- Task goal
Locate the line bearing "spot the turquoise water." in the material below, then reproduce it and each following line up to and including the line bearing "spot the farmhouse roof.".

- Input data
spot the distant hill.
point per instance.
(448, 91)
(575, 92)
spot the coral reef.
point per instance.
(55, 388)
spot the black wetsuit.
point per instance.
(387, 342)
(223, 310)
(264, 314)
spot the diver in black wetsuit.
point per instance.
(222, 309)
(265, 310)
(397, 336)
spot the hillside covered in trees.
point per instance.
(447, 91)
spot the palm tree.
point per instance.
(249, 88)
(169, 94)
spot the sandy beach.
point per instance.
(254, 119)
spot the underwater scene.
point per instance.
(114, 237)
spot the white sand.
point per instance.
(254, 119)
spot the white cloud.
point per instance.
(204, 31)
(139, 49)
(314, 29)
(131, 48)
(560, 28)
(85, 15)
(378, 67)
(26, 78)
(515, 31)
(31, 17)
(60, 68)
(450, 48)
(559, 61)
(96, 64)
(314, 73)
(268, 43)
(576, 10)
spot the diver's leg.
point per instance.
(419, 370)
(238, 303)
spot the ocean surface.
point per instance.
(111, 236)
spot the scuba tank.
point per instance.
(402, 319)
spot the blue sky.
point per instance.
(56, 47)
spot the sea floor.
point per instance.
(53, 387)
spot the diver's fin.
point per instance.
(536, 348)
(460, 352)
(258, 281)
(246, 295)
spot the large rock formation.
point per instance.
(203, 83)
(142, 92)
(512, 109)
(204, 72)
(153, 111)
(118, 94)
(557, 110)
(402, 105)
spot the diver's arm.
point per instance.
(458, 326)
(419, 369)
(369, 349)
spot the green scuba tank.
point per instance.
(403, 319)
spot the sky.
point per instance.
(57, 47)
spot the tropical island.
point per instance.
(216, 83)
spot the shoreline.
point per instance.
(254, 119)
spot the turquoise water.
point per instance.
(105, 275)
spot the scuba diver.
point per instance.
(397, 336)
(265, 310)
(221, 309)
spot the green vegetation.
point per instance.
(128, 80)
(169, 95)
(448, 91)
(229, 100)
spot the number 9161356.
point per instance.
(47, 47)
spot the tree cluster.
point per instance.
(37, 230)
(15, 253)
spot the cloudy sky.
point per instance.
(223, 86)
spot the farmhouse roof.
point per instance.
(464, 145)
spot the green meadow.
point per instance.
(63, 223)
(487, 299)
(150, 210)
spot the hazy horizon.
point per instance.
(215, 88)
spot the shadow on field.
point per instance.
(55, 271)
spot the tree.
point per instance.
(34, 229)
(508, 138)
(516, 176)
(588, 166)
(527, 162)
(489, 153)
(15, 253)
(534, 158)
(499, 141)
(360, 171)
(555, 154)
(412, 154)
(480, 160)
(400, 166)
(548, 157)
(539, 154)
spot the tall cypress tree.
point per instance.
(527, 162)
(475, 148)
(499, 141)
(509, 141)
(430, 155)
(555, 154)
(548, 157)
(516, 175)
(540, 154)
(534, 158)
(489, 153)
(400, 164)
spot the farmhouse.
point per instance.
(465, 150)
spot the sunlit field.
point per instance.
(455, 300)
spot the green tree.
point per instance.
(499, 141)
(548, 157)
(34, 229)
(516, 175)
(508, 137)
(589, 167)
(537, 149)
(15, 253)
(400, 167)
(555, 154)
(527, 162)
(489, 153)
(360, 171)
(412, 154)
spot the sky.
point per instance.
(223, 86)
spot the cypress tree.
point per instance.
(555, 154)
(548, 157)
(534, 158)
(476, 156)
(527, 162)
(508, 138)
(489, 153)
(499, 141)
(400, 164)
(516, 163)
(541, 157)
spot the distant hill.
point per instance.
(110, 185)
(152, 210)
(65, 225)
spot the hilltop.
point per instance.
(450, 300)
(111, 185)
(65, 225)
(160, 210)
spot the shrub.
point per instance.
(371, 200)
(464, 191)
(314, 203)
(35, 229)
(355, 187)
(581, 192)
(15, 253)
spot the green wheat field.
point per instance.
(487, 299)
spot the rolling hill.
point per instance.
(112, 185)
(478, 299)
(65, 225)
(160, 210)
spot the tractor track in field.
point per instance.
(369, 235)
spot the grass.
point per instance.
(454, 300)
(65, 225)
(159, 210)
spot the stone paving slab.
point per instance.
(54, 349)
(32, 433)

- Output of the task
spot the turquoise water.
point per instance.
(105, 275)
spot the scuba diver.
point per instance.
(397, 336)
(265, 310)
(221, 309)
spot the green vegetation.
point per instance.
(128, 80)
(169, 95)
(448, 91)
(229, 100)
spot the number 9161356.
point per instance.
(47, 47)
spot the tree cluster.
point per instance.
(37, 230)
(15, 253)
spot the cloudy sky.
point per instance.
(223, 86)
spot the farmhouse roof.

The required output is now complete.